- Work to be completed
For this exercise, output the line holding "Greenhouse-scouting request: tag the grass with" and all subsequent lines of the entries below, unchanged, up to and including the last.
(Beginning of Available data)
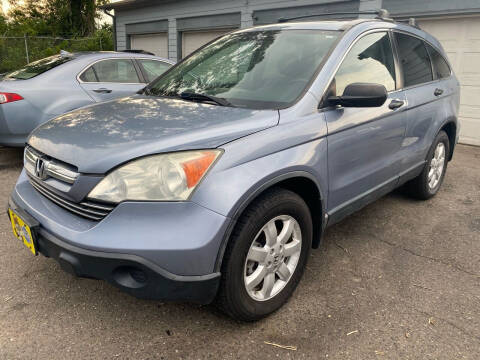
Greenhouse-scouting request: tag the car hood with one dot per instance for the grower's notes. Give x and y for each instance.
(99, 137)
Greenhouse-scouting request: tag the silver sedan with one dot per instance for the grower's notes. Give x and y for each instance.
(55, 85)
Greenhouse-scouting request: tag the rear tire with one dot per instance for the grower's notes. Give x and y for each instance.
(262, 265)
(427, 184)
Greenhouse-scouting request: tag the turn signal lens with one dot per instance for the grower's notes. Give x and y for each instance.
(194, 169)
(9, 97)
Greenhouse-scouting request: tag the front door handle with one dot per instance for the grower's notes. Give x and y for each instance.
(103, 91)
(396, 103)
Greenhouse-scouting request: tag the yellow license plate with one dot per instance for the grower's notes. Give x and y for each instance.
(22, 231)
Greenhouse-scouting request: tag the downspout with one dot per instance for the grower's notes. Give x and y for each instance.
(114, 19)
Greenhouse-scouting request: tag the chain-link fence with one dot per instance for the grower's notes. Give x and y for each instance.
(16, 51)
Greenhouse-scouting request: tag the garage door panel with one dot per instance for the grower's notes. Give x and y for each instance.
(470, 95)
(470, 128)
(460, 38)
(471, 63)
(154, 43)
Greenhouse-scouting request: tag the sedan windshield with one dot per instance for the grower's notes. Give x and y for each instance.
(38, 67)
(254, 69)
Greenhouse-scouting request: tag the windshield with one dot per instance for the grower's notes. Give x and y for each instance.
(38, 67)
(259, 70)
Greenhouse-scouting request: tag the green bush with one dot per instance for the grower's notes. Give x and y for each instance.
(13, 53)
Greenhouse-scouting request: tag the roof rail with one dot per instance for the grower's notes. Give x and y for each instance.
(411, 21)
(138, 52)
(381, 14)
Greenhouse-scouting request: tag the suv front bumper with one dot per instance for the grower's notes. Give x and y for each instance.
(164, 251)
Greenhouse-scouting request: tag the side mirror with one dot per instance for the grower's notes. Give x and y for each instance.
(360, 95)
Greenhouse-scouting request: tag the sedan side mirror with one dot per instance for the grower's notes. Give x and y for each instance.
(360, 95)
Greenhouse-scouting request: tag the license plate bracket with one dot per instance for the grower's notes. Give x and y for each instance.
(24, 228)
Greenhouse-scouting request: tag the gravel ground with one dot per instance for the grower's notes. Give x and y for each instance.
(398, 280)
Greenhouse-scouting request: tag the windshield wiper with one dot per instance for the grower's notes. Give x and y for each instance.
(203, 97)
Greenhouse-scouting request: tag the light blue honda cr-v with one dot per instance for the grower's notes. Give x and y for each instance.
(215, 182)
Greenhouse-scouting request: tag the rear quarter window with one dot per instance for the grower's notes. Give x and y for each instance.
(414, 60)
(38, 67)
(440, 65)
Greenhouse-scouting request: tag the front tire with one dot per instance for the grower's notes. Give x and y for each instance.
(266, 256)
(427, 184)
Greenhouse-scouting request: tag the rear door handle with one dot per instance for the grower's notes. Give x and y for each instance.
(396, 103)
(103, 91)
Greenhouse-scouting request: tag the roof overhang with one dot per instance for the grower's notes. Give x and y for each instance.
(132, 4)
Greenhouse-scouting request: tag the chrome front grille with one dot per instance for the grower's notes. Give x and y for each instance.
(43, 167)
(87, 209)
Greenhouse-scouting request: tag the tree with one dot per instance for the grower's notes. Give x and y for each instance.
(68, 18)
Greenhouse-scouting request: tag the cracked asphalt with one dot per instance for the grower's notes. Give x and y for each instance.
(398, 280)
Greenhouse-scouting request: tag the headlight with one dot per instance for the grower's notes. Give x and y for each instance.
(167, 177)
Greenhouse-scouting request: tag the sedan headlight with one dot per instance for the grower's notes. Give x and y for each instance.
(164, 177)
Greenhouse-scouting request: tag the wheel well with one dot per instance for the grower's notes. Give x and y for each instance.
(309, 192)
(451, 130)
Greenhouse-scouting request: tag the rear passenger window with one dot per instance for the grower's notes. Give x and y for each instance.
(414, 60)
(154, 68)
(116, 71)
(440, 66)
(369, 61)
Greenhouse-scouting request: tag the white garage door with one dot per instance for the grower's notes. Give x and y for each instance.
(461, 39)
(154, 43)
(192, 40)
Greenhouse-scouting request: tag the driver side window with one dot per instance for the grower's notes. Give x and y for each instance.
(370, 60)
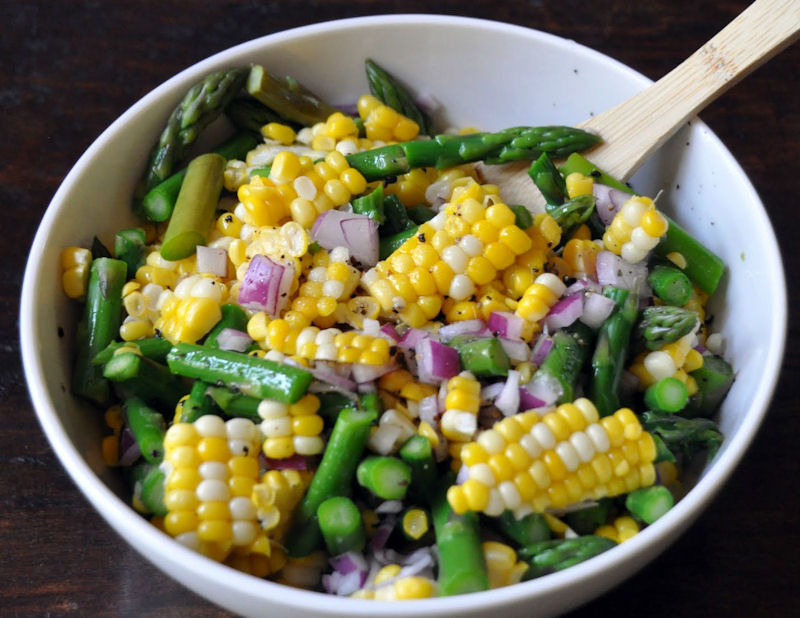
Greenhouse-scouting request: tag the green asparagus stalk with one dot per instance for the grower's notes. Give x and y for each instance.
(664, 324)
(159, 203)
(444, 151)
(250, 375)
(334, 476)
(613, 342)
(649, 503)
(98, 328)
(287, 97)
(483, 357)
(563, 363)
(686, 436)
(233, 403)
(145, 378)
(195, 207)
(341, 525)
(390, 92)
(667, 395)
(154, 348)
(559, 554)
(548, 180)
(417, 452)
(148, 428)
(529, 529)
(714, 379)
(462, 568)
(386, 477)
(671, 285)
(204, 102)
(197, 404)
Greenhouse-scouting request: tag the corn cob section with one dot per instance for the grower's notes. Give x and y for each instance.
(290, 429)
(211, 467)
(530, 463)
(635, 230)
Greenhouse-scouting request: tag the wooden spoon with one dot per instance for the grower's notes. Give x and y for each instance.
(636, 128)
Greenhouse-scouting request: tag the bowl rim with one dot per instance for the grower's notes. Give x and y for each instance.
(121, 517)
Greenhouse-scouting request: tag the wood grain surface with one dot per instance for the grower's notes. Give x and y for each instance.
(69, 68)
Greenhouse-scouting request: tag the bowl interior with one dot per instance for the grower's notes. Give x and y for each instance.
(483, 74)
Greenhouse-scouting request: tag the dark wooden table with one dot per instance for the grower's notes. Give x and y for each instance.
(69, 68)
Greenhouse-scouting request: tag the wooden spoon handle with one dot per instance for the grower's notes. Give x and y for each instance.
(636, 128)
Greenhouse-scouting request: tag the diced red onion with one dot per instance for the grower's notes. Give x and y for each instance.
(613, 270)
(367, 373)
(359, 233)
(596, 309)
(436, 361)
(343, 584)
(506, 324)
(541, 349)
(609, 201)
(234, 340)
(565, 312)
(490, 392)
(212, 260)
(266, 285)
(129, 450)
(428, 409)
(464, 327)
(412, 337)
(528, 401)
(508, 399)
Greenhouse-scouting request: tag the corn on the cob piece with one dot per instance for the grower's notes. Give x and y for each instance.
(291, 428)
(622, 529)
(530, 463)
(75, 264)
(677, 359)
(635, 229)
(383, 123)
(211, 467)
(502, 565)
(471, 241)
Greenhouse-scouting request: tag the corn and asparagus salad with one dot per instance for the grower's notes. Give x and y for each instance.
(332, 356)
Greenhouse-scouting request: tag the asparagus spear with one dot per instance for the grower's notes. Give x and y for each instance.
(664, 324)
(159, 202)
(563, 363)
(558, 554)
(287, 97)
(386, 88)
(252, 376)
(671, 285)
(199, 107)
(386, 477)
(334, 476)
(444, 151)
(194, 208)
(609, 356)
(341, 525)
(148, 428)
(684, 435)
(462, 568)
(98, 328)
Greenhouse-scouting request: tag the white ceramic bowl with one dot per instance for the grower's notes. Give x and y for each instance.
(485, 74)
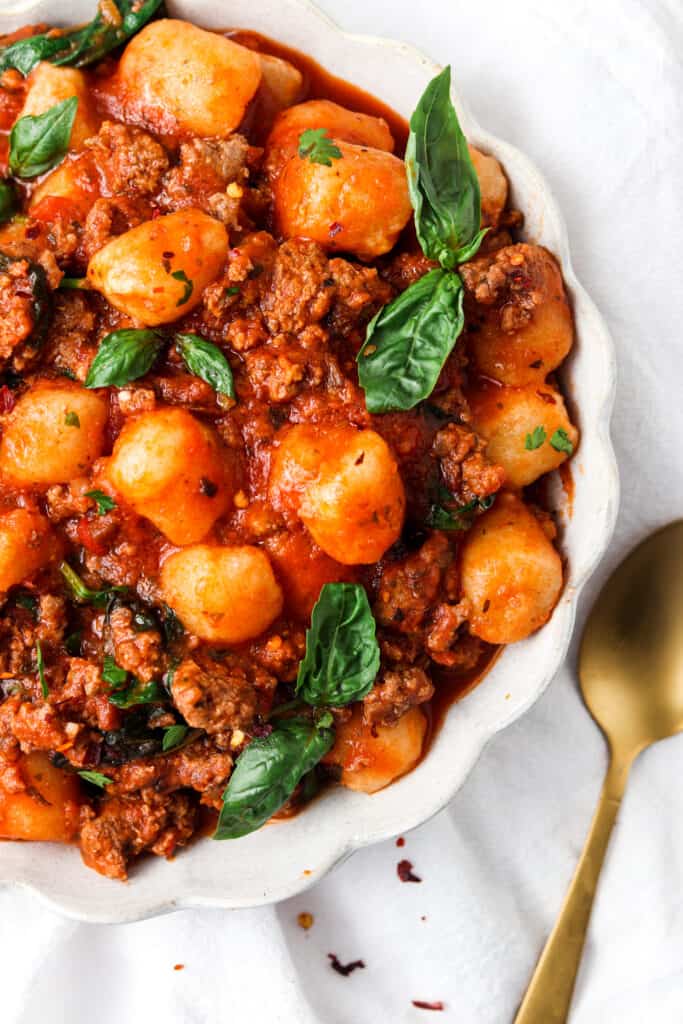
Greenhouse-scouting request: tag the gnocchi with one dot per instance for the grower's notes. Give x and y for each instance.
(511, 572)
(224, 595)
(171, 469)
(53, 434)
(157, 271)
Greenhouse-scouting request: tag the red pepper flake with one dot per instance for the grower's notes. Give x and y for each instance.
(344, 969)
(404, 871)
(7, 399)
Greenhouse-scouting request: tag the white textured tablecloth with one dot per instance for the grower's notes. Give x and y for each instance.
(592, 91)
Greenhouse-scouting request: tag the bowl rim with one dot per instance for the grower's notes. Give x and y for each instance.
(111, 908)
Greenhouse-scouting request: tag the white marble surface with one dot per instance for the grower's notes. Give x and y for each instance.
(593, 93)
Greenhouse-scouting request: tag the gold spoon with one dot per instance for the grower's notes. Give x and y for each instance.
(631, 670)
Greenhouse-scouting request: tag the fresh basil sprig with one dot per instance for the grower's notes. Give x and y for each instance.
(342, 653)
(267, 772)
(82, 46)
(441, 179)
(206, 360)
(8, 201)
(123, 356)
(38, 142)
(409, 341)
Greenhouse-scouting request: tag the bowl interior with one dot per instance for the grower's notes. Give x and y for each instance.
(285, 858)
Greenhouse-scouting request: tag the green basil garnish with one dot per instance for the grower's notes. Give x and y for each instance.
(409, 341)
(442, 182)
(82, 46)
(206, 360)
(96, 778)
(38, 142)
(315, 145)
(342, 653)
(123, 356)
(267, 772)
(8, 201)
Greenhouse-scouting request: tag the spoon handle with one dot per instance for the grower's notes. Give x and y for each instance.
(549, 995)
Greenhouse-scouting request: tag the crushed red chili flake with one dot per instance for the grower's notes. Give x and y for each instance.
(344, 969)
(404, 871)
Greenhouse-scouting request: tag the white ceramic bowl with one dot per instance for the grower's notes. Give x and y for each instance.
(283, 859)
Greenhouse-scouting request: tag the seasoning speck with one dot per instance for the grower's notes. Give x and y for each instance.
(344, 969)
(404, 871)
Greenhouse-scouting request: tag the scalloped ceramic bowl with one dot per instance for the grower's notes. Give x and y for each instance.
(281, 860)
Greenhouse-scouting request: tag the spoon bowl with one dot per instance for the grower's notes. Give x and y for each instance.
(631, 669)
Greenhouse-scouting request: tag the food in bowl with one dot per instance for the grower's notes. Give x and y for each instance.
(278, 401)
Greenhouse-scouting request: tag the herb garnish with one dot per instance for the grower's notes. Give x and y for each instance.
(536, 438)
(40, 665)
(315, 144)
(38, 142)
(560, 441)
(78, 47)
(103, 502)
(342, 655)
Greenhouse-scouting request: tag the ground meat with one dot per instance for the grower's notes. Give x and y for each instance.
(397, 690)
(407, 589)
(358, 293)
(467, 472)
(109, 218)
(72, 341)
(126, 826)
(297, 294)
(218, 696)
(16, 318)
(138, 651)
(132, 161)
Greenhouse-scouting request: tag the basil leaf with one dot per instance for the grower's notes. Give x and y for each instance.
(173, 736)
(408, 342)
(41, 300)
(315, 144)
(206, 360)
(441, 179)
(103, 502)
(560, 441)
(267, 772)
(40, 665)
(81, 593)
(96, 778)
(82, 46)
(38, 142)
(342, 653)
(123, 356)
(8, 201)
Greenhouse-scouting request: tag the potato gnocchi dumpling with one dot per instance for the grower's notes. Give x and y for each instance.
(345, 488)
(225, 595)
(180, 79)
(520, 425)
(511, 572)
(157, 271)
(53, 434)
(171, 469)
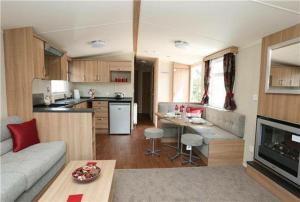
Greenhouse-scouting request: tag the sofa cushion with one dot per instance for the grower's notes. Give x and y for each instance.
(34, 161)
(24, 134)
(230, 121)
(210, 133)
(162, 123)
(13, 184)
(5, 136)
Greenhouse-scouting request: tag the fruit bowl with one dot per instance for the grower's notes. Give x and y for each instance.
(87, 173)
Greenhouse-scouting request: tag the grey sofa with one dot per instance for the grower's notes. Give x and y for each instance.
(226, 133)
(25, 173)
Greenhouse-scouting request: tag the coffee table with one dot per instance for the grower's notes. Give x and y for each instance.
(64, 185)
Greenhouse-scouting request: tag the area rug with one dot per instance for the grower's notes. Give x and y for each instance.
(213, 184)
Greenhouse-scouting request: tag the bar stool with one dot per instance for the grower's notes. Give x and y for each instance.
(153, 134)
(191, 140)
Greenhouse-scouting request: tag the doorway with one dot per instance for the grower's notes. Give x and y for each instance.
(143, 89)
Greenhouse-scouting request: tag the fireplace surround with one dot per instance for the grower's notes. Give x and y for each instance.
(277, 146)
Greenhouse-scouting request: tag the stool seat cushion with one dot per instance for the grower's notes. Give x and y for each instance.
(191, 139)
(154, 133)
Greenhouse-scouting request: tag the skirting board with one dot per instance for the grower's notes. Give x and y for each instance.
(272, 186)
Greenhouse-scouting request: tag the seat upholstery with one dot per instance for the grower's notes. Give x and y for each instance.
(154, 133)
(227, 120)
(15, 185)
(210, 133)
(34, 161)
(191, 139)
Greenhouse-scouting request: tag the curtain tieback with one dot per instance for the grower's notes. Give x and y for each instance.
(230, 94)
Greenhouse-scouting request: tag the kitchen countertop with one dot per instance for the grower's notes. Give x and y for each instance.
(69, 103)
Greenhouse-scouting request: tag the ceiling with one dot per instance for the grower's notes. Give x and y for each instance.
(207, 26)
(70, 25)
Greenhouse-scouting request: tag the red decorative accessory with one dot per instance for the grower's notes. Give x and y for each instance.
(181, 108)
(91, 163)
(176, 108)
(188, 110)
(23, 135)
(75, 198)
(87, 173)
(196, 110)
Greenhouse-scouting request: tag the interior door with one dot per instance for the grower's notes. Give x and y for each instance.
(146, 96)
(91, 71)
(181, 83)
(77, 71)
(103, 71)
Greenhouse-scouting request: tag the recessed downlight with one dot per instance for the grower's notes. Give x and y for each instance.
(181, 44)
(97, 43)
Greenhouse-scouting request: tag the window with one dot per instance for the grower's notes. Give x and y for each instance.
(195, 95)
(216, 91)
(59, 86)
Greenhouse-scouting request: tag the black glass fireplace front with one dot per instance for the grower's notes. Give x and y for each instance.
(278, 147)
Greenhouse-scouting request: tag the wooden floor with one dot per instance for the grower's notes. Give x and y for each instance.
(128, 150)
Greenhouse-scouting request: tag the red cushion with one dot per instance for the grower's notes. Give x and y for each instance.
(23, 135)
(196, 110)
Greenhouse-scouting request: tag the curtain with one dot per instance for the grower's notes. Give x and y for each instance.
(205, 97)
(229, 76)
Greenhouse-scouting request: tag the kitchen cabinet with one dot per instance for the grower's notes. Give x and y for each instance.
(64, 67)
(120, 66)
(81, 105)
(101, 116)
(56, 67)
(39, 58)
(90, 71)
(77, 71)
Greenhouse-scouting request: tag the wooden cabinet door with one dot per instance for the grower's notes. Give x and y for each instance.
(64, 67)
(77, 71)
(120, 66)
(53, 67)
(276, 79)
(103, 71)
(39, 58)
(91, 71)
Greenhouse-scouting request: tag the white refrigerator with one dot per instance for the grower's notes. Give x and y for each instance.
(119, 118)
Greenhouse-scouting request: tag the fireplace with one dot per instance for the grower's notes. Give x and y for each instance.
(277, 146)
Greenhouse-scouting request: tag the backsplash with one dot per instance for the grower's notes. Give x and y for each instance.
(104, 89)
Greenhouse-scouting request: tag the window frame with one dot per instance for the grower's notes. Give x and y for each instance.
(221, 74)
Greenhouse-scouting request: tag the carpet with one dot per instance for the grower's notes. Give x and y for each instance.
(213, 184)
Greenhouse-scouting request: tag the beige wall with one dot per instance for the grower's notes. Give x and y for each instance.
(165, 75)
(246, 91)
(3, 106)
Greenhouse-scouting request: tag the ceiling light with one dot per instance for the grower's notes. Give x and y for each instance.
(97, 44)
(181, 44)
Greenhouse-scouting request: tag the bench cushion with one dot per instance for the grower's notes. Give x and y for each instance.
(13, 184)
(210, 133)
(34, 161)
(230, 121)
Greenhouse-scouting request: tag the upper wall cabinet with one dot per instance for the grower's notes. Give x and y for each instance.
(98, 71)
(39, 58)
(120, 66)
(47, 66)
(56, 67)
(77, 71)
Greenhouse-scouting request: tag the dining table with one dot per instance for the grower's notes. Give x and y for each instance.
(181, 122)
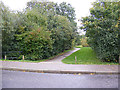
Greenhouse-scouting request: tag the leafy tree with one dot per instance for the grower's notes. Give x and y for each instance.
(102, 31)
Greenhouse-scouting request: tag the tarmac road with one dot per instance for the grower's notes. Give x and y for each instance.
(17, 79)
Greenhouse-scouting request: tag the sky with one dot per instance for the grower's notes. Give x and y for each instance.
(81, 6)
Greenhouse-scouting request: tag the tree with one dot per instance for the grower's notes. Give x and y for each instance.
(101, 31)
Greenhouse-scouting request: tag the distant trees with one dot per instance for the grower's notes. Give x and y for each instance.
(40, 31)
(102, 29)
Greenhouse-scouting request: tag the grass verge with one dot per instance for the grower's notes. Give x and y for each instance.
(85, 56)
(37, 61)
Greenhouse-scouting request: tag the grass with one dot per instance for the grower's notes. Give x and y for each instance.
(79, 46)
(85, 56)
(37, 61)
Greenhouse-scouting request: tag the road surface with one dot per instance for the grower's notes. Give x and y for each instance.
(17, 79)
(End of Available data)
- Solution for this task
Greenhouse-scouting request: tag the grass with one dot per instance for the grower's notes. Give x and y for each instance.
(79, 46)
(85, 56)
(37, 61)
Greenhouse-scouting request: tag the road surface with one dot per instance for the grower's notes. Give x and y for each instance.
(17, 79)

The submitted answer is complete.